_What the task requires_
Starting at the line with "pin: thumb in" and continuing to the end of the data, rewrite those lines with "Target" replaced by "Object" everywhere it occurs and nothing else changed.

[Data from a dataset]
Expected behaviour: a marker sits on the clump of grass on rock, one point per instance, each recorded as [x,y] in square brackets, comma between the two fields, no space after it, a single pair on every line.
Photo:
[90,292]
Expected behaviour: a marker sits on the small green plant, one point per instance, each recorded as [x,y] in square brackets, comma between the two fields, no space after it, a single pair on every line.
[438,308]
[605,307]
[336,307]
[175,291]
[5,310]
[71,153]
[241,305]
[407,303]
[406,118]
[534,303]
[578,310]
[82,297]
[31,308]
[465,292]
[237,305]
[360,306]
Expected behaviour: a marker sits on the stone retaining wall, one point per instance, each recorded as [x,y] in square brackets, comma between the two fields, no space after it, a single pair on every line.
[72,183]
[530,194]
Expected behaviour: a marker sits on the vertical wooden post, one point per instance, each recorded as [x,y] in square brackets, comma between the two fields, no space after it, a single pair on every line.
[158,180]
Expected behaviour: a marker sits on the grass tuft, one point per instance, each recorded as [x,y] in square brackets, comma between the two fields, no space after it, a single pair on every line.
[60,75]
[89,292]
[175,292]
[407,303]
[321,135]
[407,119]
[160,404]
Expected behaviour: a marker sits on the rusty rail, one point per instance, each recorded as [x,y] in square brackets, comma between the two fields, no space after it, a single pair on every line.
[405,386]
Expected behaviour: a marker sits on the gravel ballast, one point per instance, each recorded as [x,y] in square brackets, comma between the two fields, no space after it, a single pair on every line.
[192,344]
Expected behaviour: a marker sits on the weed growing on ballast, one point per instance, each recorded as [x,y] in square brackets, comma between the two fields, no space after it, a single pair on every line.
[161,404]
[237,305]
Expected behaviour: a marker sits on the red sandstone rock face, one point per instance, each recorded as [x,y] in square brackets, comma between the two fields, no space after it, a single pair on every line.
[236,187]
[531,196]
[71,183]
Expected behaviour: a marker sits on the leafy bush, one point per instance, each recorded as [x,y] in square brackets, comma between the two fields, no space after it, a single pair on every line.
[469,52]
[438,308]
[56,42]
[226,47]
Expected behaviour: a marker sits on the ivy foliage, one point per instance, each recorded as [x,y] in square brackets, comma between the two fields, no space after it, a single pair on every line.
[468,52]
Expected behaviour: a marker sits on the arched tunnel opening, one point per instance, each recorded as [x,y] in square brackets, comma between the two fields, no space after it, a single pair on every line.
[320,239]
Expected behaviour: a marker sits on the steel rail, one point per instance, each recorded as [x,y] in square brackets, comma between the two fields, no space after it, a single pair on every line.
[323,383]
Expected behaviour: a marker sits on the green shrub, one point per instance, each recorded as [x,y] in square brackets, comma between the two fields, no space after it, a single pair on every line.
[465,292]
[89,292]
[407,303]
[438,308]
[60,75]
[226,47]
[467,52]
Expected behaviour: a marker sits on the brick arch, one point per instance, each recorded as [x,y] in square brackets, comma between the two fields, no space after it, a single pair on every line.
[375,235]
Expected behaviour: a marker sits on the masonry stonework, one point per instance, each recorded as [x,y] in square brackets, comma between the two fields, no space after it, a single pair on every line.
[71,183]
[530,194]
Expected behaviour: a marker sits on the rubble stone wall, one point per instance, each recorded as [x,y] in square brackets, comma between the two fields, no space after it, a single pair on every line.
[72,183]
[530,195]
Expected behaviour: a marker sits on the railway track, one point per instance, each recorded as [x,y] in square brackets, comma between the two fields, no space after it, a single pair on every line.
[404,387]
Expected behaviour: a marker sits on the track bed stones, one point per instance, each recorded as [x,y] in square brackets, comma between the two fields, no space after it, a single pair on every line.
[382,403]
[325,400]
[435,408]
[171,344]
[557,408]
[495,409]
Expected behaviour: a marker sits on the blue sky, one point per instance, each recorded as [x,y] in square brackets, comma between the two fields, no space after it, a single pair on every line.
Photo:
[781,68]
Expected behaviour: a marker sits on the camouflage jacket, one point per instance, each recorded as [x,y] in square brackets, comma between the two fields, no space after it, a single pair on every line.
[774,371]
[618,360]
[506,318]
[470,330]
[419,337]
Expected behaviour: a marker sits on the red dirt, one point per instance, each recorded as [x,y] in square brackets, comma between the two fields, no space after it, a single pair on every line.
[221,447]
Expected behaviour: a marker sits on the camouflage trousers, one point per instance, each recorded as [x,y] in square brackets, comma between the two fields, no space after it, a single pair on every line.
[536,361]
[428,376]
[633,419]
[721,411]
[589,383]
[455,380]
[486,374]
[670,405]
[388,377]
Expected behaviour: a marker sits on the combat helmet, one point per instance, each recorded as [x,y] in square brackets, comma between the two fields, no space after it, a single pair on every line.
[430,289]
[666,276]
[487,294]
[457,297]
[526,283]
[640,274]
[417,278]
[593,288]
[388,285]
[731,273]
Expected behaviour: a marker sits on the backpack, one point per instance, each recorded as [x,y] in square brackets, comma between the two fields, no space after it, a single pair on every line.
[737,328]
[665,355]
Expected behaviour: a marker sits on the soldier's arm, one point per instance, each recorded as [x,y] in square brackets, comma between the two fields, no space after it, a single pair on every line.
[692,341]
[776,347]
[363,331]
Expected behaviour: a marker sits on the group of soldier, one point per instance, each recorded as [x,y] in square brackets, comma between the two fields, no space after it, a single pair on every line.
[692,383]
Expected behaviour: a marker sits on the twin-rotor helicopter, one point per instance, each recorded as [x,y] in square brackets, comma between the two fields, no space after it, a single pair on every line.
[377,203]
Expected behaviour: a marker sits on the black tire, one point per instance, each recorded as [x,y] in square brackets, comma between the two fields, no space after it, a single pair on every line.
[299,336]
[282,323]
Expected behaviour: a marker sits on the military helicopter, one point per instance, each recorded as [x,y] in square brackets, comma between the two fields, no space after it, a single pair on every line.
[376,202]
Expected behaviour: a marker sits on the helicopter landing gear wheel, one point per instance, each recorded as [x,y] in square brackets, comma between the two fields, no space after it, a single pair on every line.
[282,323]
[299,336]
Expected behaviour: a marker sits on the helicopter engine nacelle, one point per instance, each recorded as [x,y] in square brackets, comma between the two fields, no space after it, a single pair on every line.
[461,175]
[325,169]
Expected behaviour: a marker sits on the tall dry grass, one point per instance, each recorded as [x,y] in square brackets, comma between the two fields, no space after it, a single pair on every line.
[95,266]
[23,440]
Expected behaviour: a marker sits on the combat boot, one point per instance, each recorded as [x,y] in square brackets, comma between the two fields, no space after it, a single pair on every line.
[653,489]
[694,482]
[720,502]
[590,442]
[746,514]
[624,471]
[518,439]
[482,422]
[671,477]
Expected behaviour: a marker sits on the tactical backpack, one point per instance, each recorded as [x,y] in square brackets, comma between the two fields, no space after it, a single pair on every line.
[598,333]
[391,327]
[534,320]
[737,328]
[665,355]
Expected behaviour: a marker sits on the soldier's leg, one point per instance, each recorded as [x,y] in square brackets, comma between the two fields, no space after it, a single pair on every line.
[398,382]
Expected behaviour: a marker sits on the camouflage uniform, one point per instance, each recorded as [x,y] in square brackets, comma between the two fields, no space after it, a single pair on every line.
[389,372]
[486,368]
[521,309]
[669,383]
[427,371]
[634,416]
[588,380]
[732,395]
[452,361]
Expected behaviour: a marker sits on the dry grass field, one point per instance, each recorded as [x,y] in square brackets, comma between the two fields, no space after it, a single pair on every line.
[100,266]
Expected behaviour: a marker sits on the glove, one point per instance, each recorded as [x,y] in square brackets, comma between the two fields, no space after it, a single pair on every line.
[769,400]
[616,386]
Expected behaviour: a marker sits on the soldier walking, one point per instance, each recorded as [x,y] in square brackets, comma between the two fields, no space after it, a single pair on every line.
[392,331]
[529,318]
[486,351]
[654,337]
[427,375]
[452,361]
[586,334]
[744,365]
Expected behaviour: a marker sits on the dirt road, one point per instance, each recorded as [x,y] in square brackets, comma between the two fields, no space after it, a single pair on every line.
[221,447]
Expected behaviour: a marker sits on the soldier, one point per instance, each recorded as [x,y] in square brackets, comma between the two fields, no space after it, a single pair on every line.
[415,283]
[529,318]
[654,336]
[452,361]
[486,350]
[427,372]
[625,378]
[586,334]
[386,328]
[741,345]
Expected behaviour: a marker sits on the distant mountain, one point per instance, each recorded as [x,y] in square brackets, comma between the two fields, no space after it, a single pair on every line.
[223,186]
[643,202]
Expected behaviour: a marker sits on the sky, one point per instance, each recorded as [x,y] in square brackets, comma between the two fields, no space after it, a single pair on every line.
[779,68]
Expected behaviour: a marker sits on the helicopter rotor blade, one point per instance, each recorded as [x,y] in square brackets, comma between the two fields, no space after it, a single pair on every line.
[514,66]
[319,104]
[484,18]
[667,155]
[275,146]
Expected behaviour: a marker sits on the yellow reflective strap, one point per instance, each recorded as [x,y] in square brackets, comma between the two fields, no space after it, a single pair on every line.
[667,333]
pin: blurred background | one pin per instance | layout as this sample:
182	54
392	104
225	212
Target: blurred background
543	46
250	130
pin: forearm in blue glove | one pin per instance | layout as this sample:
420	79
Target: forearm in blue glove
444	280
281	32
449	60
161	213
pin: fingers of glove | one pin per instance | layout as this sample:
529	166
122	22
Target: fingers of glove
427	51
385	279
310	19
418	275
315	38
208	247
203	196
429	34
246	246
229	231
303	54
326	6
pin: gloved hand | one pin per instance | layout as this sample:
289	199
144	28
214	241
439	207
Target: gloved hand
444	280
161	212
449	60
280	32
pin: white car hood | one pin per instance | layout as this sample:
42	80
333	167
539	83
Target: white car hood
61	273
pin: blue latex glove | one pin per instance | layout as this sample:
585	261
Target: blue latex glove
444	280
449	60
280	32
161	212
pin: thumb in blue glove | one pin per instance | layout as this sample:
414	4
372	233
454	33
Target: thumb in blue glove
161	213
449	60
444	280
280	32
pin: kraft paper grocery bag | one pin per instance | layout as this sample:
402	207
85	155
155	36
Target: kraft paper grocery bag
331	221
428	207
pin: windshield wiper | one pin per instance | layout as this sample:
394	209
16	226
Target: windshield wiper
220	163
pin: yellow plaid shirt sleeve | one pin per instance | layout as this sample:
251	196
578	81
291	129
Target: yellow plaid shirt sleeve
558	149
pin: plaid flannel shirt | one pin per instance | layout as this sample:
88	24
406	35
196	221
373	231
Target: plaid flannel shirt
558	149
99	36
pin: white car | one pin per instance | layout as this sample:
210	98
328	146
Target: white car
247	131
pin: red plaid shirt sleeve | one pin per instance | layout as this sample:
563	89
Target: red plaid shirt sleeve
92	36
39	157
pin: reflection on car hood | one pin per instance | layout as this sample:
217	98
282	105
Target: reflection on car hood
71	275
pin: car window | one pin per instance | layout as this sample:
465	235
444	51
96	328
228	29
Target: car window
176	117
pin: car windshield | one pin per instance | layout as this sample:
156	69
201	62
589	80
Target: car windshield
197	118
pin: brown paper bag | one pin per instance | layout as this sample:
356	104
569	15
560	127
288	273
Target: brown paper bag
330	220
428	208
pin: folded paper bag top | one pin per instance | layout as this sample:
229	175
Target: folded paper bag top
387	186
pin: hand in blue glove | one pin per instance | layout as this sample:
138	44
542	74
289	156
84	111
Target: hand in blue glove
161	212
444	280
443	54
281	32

_The reply_
pin: thumb in blue glove | one pin per instance | layout as this sample:
414	4
372	233
454	33
Object: thumb in blue glove
161	213
449	60
444	280
280	32
pin: kraft paper grocery bag | one pin per instance | layout as this sample:
402	207
85	155
155	36
Object: kraft paper grocery bag
331	221
428	207
pin: windshield wiper | one pin per instance | layout as this sample:
394	209
16	226
Object: windshield wiper
220	163
pin: yellow plaid shirt sleeve | one pin per instance | layout as this sample:
251	196
578	81
291	129
Object: yellow plaid shirt sleeve
558	149
pin: plaid flannel shirt | one pin per instance | layout as this sample:
88	24
406	35
196	221
373	231
Object: plaid flannel shirt
558	149
99	36
pin: white car | one pin per instance | layout as this sample:
210	98
328	146
Object: white car
247	131
pin: red plaid shirt sleeve | one pin per instance | layout as this sample:
563	89
Object: red plaid shirt sleeve
92	36
39	157
pin: reflection on car hood | one pin per instance | layout as this sample:
217	98
282	105
Object: reflection on car hood
71	275
pin: car window | one pin per instance | layout as this sample:
465	235
444	51
96	328
228	29
Object: car window
176	117
pin: car windshield | one pin per instance | layout as this sample:
156	69
201	62
589	80
Object: car windshield
197	118
pin: brown paper bag | one pin per instance | layout as this sample:
356	104
569	15
560	127
288	273
Object: brown paper bag
330	220
428	208
pin: folded paper bag top | one pin per instance | layout as this sample:
229	175
Object: folded paper bag top
387	186
pin: hand in blue glove | one pin per instance | layout as this sample:
138	44
542	74
289	156
84	111
Object: hand in blue glove
161	212
444	280
443	54
281	32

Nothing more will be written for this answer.